** Begin Source excerpt **

I took Latin American Civ I Fall semester 2010 thinking it would be an interesting Global Core requirement, and someone suggested Pizzigoni. She is absolutely wonderful! She comes to class with a slideshow that is very detailed and a good reflection of the material learned/read. She doesnt just read out a prepared lecture to the class, she truly tries to explain everything and her passion shows through in the class. Although the class is a lecture she asks questions and tries to engage students as much as possible. Also the TAs were good (in my opinion)

May 2011

Where is Caterina Pizzigoni's Golden Nugget? I took her Latin American Civilization class and her seminar on Nahuatl culture. In one semester, we were reading the Nahuatl language, or what many people would label the Aztec language. Caterina is by far the most compassionate historian and teacher I've ever met. While taking her class, my mind was on an incredible journey. I had several epiphanies learning about the people of Mexico and did not want to return my library books at the end of the semester. I have never been so sad to see a class end. Caterina loves what does, and it shines through her. She is both a great historian and a great professor. In my experience at Columbia, you don't always get both, a person who publishes many books doesn't always make them a great professor. Caterina is both, I used her book Testaments of Toluca when writing my research paper and found it to be a fascinating topic. I will never forget how much this class did for my mind and my soul. In the end, we all become a part of history, what other reason is there to study history but to connect to the people who are no more and apply these lessons in our own time. Many thanks to the History department for choosing some one like Caterina Pizzigoni, I will never forget her.

** End Source excerpt **

Set task a: Copy the part of the records that begins with the line containing "Which spot sits on each instance of the white net" and runs through the end of the records, reproducing each line without any change.

** Begin Dataset rows **

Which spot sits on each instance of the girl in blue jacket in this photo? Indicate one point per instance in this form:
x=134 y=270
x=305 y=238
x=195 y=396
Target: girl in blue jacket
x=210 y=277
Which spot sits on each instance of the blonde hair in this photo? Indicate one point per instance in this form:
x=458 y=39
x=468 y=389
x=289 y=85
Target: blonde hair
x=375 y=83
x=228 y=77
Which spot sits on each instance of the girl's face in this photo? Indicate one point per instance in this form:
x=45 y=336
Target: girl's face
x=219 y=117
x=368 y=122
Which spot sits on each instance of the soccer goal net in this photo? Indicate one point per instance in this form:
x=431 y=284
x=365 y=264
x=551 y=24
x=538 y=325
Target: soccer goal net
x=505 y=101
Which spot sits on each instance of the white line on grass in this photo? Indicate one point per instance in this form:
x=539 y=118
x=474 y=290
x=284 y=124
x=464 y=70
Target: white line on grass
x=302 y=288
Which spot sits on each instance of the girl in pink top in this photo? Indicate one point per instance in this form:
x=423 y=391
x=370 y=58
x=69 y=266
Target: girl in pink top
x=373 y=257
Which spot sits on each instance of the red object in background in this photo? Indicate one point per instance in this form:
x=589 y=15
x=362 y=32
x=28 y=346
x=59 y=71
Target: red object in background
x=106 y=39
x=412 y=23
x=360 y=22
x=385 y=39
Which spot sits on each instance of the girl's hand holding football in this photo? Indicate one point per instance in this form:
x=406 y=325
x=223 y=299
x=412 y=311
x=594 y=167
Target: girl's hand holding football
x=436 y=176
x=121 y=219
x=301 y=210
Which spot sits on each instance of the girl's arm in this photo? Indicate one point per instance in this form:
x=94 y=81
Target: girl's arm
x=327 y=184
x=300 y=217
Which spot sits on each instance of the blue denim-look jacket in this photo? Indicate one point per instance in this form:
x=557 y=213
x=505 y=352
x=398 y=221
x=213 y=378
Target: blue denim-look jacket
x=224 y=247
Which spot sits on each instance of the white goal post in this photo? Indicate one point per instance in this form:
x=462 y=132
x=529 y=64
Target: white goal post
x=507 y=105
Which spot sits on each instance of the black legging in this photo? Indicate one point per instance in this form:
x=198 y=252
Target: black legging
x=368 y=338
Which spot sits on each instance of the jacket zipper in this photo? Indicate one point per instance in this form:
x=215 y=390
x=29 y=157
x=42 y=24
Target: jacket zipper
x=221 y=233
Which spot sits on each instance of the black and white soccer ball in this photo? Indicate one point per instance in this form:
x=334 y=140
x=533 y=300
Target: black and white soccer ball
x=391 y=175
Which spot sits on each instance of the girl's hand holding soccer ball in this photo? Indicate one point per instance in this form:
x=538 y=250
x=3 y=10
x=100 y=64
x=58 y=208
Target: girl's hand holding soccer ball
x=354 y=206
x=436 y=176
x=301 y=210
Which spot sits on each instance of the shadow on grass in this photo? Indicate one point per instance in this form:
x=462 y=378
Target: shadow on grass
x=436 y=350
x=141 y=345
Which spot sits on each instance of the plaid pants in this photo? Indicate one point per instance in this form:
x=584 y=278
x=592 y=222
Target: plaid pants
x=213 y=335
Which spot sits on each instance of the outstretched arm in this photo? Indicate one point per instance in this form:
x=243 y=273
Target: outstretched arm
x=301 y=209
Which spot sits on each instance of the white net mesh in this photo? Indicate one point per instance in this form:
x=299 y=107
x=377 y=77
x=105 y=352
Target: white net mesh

** End Dataset rows **

Set task b: Pick up the student reviews of Caterina Pizzigoni's history courses after their final sentence and extend them.

Task result a:
Which spot sits on each instance of the white net mesh in this photo? Indicate one point per instance in this form:
x=299 y=107
x=377 y=77
x=105 y=352
Target: white net mesh

Task result b:
Jun 2009

Gregory is a demanding and thorough TA who is far more interested in encouraging independent thinking than letting his students slide with minimal effort. His sections are not for the faint of heart; if you are taking a class just to get a good grade and have no interest in thinking or learning about the subject material, you may find Gregory to be too intense for your liking. But if you are willing to put in the effort, do the reading, think about the material, and meaningfully participate in discussion, you will reap the intellectual rewards of working with him. He holds his students to a high standard--rightly so, given the quality of this institution--and will always offer an objective, thorough analysis of your work. Sadly, Gregory seems to be one of a very small pool of dedicated, demanding TAs that help you get the most out of each class instead of facilitating an effortless, uneventful transition through the semester like many others do. You will get as much out of a class as you put in, and since Gregory pushes his students to put a lot into the class, his students tend to get more out of it. The more mental effort you put into section, the easier the class as a whole seems.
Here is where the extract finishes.